# [記事]

富裕層とは、どういった属性の人を指すのでしょうか。

今回取材したmingleでは、ターゲットとなる富裕層を年収で分類しており、その中でも一番上のランクを「ウルトラ富裕層」と定義しています。

また観光庁は「高付加価値旅行者」について、「着地消費額100万円以上/人」、つまり現地での宿泊、飲食、体験、買い物などで100万円以上を使う旅行者と定義しています。

Technavioが発表した「Luxury Travel Market Forecast 2024-2028」によると、世界の富裕層旅行市場は2023〜2028年の期間で年平均成長率7.31%で拡大し、2028年には5,787億ドル(約86兆8,000億円)*に成長すると予測されています。

富裕層市場は「消費単価が高い」「市場が大きく成長が見込まれる」ことから、今後大きな経済効果が期待できるといえます。

またそれ以外の点でも、富裕層に認められたブランドや流行したトレンドは大衆層にとって憧れとなることから、富裕層は社会全体の消費スタイルにも影響を与える存在といえます。

これらの理由により、富裕層は重要なターゲットとして注目されているのです。

*1ドル=150円で訪日ラボ換算

関連記事:注目が高まる「高付加価値旅行」とその戦略とは?JNTO「Japan Luxury Showcase」を取材

「日本経済はなぜトップレベルなのか?」学びたい富裕層が参加

訪日ラボはその中でも中国富裕層に着目し、ツアーやイベント企画など中国富裕層に関するコンサルティングを行うmingle株式会社 代表取締役 小林智樹氏にお話を伺いました。

ーー「富裕層」の定義は様々だと思いますが、mingleにおける富裕層の定義を教えてください。

mingleでは年収で分けています。一番上のランクの「ウルトラ富裕層」が年収1億円以上、「富裕層」が年収3,000万以上、「新富裕層」が年収1,000万以上という形です。

基本的には施策のターゲットとなるランクを決めて企画を検討します。

ーーmingleでは中国人の富裕層を招待したツアーを企画されていますが、どういった内容が多いのでしょうか。

mingleは、一般的にイメージされる観光ではなく、「遊学」を主軸にしています。経営者の方などが、日本のビジネスを学ぶツアーのことを指します。

基本は現地の旅行代理店を通じて参加者を募っていて、工場や有名企業の見学、プライベートセミナーの開催など、日本の経営理論を学ぶような内容が多いです。あとは向こうからオファーをいただき、第一次産業について学びたいというリクエストで、漁業や農業の現場を見に全国各地に行ったこともあります。

観光目的の場合も、特に「超富裕層」の方は基本的にスケジュールが決められているツアーには参加しないため、自由度を上げた内容で企画します。

# [作業指示 A]
後に続くレコードのうち、文字列「reel」を含む行の数を答えてください。大文字と小文字は区別し、数値のみを示してください。

# [レコード一覧]
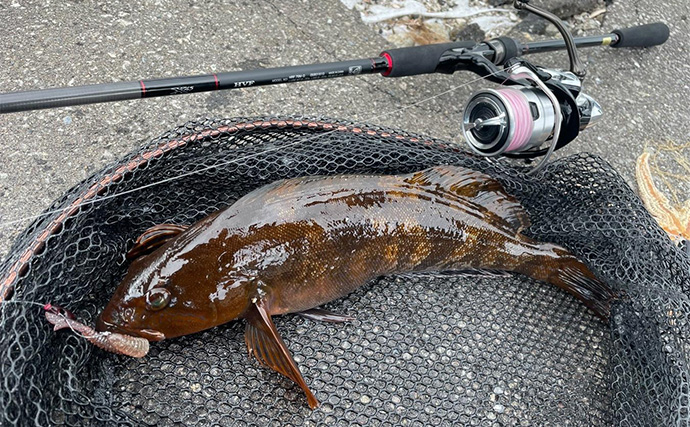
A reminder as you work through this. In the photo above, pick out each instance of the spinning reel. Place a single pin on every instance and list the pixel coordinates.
(539, 105)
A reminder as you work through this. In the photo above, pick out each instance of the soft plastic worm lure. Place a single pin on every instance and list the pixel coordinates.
(109, 341)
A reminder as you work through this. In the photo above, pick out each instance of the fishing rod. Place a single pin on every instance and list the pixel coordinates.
(534, 104)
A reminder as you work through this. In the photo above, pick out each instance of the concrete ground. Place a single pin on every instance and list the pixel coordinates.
(47, 44)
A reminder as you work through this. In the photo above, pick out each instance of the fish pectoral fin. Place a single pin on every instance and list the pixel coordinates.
(264, 342)
(153, 238)
(322, 315)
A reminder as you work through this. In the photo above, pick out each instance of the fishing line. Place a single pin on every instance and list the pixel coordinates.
(249, 156)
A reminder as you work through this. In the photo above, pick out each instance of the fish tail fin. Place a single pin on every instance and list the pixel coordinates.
(556, 265)
(574, 276)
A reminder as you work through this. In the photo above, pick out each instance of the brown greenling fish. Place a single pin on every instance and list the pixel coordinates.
(296, 244)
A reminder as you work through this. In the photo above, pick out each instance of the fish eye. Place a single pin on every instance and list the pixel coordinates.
(157, 298)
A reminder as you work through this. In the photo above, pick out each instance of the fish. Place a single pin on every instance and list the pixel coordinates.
(296, 244)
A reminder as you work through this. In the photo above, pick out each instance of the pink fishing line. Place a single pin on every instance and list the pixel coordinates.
(522, 116)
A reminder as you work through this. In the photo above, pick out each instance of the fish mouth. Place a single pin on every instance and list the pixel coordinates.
(149, 334)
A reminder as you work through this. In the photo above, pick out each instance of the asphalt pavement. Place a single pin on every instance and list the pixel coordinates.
(50, 44)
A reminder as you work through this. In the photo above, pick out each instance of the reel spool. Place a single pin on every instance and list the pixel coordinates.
(508, 120)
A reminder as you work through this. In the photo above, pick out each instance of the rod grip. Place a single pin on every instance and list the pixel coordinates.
(642, 36)
(410, 61)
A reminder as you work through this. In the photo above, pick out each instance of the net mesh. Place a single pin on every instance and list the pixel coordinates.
(425, 349)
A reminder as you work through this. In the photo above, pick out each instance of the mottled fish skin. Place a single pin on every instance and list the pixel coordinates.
(300, 243)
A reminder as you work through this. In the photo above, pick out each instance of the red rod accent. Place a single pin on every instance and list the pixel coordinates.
(390, 64)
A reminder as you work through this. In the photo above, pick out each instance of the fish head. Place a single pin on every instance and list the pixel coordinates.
(167, 295)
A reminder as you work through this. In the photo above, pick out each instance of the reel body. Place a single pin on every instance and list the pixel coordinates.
(540, 105)
(508, 120)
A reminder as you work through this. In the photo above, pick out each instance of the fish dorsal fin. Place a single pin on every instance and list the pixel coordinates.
(264, 342)
(321, 315)
(477, 187)
(153, 238)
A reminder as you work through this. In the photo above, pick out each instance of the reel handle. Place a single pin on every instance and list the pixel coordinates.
(642, 35)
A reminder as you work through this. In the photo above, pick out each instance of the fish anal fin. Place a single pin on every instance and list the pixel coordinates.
(153, 238)
(264, 342)
(322, 315)
(476, 187)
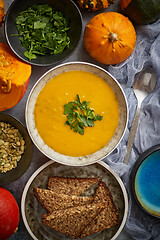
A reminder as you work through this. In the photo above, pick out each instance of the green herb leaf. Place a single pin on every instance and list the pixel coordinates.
(80, 115)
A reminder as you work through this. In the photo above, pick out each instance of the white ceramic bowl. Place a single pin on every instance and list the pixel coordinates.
(100, 154)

# [作業指示 B]
上の富裕層旅行に関する記事から、「富裕層とは、どういった属性の人を指すのでしょうか。」と「使う旅行者と定義しています。」の間を、両端も含めて一字一句そのまま書き写してください。

# [回答 A]
4

# [回答 B]
富裕層とは、どういった属性の人を指すのでしょうか。

今回取材したmingleでは、ターゲットとなる富裕層を年収で分類しており、その中でも一番上のランクを「ウルトラ富裕層」と定義しています。

また観光庁は「高付加価値旅行者」について、「着地消費額100万円以上/人」、つまり現地での宿泊、飲食、体験、買い物などで100万円以上を使う旅行者と定義しています。